Items from a data source:
§ §

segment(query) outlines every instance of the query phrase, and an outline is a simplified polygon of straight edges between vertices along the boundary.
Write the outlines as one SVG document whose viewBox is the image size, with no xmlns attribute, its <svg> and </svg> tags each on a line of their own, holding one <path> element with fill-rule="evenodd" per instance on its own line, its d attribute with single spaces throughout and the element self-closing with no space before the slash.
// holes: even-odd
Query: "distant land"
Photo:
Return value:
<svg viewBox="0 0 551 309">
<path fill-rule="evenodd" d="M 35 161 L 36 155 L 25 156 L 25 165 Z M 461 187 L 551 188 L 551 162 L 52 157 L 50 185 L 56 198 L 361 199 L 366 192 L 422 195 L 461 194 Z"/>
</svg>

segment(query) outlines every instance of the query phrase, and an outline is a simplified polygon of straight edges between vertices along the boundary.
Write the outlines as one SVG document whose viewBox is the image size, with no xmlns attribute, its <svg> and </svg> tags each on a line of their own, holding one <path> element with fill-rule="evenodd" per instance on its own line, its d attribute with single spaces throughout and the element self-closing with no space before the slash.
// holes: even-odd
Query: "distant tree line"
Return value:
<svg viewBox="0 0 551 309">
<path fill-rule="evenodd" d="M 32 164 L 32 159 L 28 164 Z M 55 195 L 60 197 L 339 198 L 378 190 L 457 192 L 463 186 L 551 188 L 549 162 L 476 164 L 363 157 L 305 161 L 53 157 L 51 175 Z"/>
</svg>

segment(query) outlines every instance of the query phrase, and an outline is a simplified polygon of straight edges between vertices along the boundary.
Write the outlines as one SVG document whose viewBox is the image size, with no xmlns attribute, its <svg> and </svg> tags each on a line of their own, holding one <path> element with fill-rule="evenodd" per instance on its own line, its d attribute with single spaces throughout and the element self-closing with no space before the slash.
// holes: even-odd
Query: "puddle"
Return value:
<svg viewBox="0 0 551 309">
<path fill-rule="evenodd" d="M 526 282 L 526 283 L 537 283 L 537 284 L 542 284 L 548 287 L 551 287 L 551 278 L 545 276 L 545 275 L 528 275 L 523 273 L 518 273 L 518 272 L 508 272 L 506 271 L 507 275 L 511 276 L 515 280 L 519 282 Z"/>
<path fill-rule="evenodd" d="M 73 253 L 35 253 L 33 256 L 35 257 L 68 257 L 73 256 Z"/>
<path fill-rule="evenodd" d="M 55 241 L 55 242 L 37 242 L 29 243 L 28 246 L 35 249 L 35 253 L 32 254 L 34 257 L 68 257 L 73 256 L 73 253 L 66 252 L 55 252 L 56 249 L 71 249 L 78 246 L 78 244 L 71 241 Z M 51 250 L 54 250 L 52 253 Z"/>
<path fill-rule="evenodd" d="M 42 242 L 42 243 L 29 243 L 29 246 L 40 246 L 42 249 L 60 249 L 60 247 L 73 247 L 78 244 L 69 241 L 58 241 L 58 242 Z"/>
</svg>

§ §

(Work required)
List every line of the material above that contains the string "distant", matching case exactly.

(Complete output)
Query: "distant land"
Query: "distant tree line"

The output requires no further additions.